■ **Task details**: Copy the data below character for character, starting at the line that contains "Point out every instance of the black wire" and ending at the last line of the data, both included.

■ **Exercise input**:
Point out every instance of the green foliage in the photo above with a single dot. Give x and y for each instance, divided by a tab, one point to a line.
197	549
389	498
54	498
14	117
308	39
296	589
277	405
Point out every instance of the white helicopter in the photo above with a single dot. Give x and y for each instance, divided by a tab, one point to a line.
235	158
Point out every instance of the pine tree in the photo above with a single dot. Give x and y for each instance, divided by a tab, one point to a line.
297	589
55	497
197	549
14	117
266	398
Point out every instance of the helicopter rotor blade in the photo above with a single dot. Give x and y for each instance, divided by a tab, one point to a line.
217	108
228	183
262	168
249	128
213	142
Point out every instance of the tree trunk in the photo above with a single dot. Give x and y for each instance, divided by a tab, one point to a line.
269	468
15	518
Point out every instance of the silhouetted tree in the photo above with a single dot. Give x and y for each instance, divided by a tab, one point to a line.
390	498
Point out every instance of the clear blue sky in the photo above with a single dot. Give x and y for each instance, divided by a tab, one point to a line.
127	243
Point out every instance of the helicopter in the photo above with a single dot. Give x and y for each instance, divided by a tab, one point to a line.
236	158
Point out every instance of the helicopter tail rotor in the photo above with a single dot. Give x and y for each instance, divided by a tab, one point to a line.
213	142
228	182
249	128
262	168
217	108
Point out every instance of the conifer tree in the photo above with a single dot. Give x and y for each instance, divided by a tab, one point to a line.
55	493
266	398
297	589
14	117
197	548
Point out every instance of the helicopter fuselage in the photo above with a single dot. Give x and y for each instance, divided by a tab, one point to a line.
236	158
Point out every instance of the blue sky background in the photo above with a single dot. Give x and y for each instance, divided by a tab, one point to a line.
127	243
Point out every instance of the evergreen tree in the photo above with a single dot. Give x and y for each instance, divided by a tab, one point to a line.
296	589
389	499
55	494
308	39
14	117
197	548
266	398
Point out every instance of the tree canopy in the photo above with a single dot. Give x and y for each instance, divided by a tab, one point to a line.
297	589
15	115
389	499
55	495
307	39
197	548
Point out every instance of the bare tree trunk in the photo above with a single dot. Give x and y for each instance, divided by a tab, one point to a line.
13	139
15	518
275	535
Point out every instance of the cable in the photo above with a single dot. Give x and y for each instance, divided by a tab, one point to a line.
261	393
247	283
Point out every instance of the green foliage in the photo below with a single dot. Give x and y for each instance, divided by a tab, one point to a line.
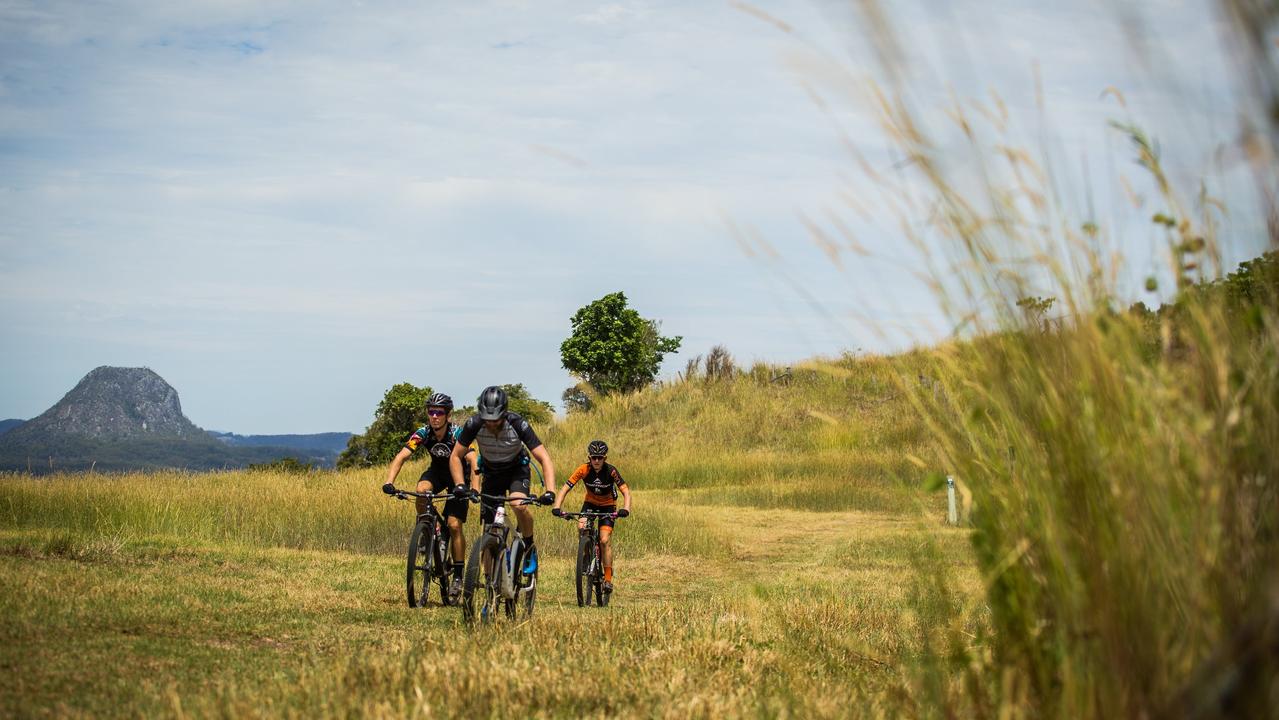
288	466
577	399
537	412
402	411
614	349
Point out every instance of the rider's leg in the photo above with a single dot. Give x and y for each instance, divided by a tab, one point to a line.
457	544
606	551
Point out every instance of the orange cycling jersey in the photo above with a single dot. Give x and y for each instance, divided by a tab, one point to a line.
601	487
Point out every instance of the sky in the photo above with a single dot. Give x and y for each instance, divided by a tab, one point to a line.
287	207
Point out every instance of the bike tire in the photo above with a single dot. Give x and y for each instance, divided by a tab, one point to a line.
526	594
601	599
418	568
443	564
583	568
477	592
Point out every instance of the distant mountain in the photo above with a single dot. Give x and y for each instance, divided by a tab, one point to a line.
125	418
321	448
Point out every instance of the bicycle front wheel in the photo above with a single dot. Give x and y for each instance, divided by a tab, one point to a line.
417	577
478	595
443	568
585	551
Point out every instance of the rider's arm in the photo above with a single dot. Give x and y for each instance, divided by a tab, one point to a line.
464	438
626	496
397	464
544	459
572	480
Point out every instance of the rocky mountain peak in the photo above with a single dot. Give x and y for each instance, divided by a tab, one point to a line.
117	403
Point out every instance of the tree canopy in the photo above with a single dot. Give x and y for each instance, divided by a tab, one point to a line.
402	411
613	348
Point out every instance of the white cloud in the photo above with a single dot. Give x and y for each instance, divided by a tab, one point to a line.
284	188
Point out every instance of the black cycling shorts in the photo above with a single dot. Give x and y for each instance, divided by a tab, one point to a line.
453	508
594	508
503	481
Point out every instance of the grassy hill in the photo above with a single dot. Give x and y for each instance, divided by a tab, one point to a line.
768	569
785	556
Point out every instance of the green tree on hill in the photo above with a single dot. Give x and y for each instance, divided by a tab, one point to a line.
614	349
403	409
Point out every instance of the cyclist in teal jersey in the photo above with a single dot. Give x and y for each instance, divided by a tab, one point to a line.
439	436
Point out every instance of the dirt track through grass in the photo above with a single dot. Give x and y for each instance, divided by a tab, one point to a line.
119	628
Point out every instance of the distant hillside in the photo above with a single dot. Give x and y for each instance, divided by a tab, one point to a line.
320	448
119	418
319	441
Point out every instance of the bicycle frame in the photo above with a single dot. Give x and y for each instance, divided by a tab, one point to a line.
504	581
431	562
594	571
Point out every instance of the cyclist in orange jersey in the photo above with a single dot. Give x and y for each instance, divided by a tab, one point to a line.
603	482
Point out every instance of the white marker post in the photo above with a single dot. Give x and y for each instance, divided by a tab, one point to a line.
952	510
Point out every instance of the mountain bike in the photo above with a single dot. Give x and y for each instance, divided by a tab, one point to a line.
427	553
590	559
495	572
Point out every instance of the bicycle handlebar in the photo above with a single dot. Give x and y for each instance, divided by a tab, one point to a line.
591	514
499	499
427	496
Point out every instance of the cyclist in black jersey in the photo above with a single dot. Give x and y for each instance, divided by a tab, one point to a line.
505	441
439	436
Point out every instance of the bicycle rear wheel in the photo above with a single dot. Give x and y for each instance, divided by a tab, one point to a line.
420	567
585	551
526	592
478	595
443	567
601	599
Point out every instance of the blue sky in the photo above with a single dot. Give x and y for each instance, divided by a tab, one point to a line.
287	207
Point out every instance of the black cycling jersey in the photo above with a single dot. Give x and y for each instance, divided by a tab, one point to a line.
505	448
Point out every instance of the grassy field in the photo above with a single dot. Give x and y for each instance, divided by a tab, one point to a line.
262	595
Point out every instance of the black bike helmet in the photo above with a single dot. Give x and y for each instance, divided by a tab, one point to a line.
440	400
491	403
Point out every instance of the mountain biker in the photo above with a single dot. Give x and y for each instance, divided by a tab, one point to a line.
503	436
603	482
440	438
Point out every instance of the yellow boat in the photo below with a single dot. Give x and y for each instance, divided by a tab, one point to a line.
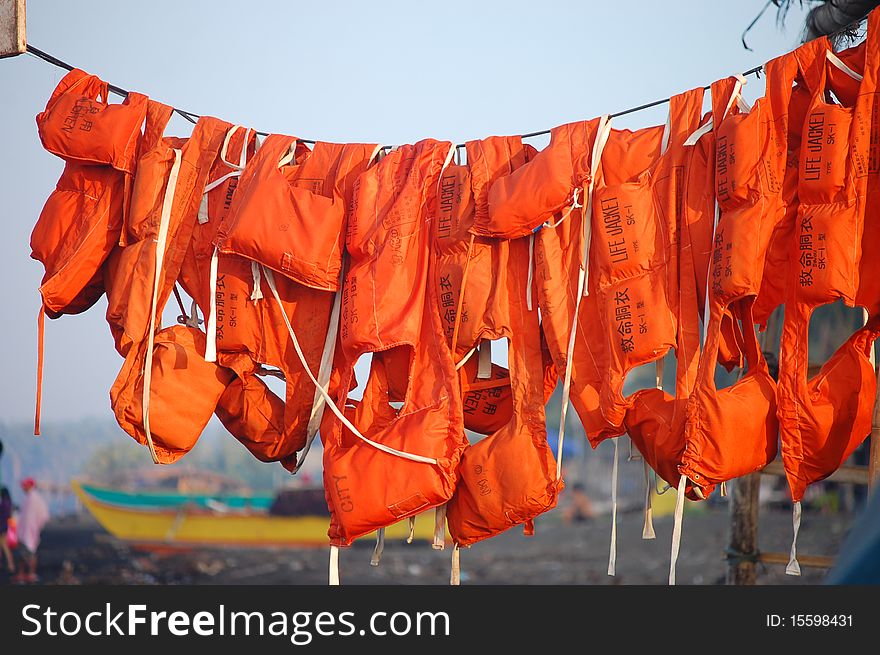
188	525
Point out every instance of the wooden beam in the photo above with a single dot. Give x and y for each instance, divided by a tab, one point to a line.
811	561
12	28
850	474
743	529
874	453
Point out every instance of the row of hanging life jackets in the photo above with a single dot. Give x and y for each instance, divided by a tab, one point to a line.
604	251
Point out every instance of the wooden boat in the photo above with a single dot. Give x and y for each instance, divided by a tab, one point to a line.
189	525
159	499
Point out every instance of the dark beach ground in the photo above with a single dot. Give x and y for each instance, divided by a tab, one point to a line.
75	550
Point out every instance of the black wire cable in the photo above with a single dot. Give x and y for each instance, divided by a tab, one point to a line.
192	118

■ **Written solution**:
Point out every instance of the black wire cable in the photo above with a single dot. Give x and y for each instance, divided by a tab, one point to a line.
192	118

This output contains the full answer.